- _STATED TASK_
Change every "Behaviour" to "Rule" in everything from the start of the entries down to the line containing "[[[248,151],[264,153],[264,133],[261,130],[248,130]]]", and leave the rest of those lines untouched. Give back only that stretch of lines.

[A block of data]

## begin

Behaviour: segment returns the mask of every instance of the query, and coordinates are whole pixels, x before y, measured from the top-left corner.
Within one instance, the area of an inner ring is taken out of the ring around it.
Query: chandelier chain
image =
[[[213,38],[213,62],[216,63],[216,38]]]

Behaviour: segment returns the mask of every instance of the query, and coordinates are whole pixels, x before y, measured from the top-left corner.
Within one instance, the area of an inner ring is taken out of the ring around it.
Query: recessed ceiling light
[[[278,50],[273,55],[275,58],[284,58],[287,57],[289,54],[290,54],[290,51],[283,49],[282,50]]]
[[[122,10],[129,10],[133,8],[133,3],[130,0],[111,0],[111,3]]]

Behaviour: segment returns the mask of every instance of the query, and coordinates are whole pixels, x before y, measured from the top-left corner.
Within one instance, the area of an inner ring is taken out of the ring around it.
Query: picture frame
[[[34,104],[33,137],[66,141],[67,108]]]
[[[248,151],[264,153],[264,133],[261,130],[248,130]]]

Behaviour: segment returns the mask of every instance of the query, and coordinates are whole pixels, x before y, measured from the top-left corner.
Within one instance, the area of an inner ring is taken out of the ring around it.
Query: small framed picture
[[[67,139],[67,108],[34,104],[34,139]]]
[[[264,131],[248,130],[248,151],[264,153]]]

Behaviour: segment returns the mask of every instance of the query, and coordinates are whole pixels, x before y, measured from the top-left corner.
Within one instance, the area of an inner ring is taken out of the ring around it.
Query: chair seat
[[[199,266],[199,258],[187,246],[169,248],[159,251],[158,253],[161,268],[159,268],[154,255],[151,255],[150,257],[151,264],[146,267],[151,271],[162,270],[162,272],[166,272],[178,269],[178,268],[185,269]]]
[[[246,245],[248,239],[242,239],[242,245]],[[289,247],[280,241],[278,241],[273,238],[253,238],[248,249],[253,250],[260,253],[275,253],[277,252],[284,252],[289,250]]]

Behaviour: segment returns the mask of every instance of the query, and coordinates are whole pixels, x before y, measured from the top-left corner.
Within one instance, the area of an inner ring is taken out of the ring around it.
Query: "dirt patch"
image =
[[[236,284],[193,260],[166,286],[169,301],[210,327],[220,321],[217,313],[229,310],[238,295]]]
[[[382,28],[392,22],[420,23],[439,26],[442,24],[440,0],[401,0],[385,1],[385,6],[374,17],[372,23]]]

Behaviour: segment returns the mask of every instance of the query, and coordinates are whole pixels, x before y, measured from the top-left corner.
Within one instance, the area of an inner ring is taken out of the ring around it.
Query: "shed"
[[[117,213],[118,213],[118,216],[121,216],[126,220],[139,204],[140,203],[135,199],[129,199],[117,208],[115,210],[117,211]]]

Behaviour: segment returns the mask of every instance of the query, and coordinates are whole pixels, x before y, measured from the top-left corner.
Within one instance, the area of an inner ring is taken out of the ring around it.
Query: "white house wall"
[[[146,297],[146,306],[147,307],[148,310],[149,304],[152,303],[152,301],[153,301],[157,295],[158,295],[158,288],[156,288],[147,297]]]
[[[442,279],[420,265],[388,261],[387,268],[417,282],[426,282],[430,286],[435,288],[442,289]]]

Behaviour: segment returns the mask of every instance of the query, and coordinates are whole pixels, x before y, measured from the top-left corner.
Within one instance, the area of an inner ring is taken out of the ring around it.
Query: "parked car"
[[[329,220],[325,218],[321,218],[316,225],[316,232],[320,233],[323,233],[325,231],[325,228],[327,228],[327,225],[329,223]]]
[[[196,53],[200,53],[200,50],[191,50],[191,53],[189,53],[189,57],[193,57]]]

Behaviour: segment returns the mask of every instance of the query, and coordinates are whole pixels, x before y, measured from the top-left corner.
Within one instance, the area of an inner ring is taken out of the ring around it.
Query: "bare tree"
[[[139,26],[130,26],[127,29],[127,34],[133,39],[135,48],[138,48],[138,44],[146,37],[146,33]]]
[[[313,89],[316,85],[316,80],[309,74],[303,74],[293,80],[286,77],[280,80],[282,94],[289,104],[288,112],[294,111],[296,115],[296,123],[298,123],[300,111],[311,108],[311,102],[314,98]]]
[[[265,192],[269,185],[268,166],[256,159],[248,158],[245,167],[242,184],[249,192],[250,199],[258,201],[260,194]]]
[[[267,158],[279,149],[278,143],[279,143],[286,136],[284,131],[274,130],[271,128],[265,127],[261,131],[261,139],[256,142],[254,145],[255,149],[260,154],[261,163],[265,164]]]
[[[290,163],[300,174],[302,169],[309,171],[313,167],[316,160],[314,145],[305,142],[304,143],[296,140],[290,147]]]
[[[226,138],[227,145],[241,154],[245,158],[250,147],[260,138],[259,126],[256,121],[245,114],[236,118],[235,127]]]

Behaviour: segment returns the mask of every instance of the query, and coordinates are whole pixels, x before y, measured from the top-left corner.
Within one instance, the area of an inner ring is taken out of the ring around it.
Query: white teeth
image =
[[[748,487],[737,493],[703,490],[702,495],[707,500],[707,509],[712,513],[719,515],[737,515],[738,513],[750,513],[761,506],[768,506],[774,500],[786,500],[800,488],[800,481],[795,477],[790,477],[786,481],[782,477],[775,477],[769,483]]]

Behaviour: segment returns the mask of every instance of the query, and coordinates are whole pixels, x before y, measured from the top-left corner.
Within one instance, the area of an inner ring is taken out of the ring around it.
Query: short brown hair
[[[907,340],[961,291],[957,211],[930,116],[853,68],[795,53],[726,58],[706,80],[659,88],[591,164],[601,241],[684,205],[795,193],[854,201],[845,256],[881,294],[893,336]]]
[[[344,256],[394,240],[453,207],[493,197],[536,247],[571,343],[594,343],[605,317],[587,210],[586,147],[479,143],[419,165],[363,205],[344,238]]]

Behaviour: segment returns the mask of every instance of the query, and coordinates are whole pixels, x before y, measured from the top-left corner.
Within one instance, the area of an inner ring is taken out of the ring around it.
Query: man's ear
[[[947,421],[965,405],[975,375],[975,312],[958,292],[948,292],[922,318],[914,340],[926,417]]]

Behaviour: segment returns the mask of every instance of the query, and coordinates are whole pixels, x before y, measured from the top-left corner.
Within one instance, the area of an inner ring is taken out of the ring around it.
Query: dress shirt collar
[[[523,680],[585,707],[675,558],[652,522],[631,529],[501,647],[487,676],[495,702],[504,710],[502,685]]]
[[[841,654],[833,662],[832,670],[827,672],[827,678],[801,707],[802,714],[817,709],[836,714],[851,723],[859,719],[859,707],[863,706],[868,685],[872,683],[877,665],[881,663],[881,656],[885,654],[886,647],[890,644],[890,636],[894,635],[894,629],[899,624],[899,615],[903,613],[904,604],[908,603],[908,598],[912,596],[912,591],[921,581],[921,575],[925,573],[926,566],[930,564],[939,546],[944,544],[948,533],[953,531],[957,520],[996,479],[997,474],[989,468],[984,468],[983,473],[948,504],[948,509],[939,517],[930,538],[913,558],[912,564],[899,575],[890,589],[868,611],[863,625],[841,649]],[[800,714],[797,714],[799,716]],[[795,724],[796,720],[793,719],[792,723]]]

## end

- _EXERCISE ANSWER_
Rule: segment returns the mask of every instance of the query, and coordinates are whole pixels, x before y, measured from the top-left corner.
Within one instance, the area of an inner ring is taken out of the ring around it.
Query: chandelier chain
image =
[[[213,38],[213,62],[216,63],[216,38]]]

Rule: segment returns the mask of every instance of the query, and coordinates are whole pixels, x before y, measured from the top-left corner.
Within one instance, the area of an inner ring is taken out of the ring around it.
Query: recessed ceiling light
[[[278,50],[273,55],[275,58],[284,58],[287,57],[289,54],[290,54],[290,51],[283,49],[282,50]]]
[[[122,10],[129,10],[133,8],[133,3],[130,0],[111,0],[111,3]]]

Rule: segment returns the mask of every instance of the query, and coordinates are whole pixels, x before y, measured from the top-left corner.
Within one instance, the area of an inner ring is taken out of the ring around it.
Query: picture frame
[[[34,104],[33,137],[66,141],[67,108]]]
[[[248,151],[264,153],[264,133],[261,130],[248,130]]]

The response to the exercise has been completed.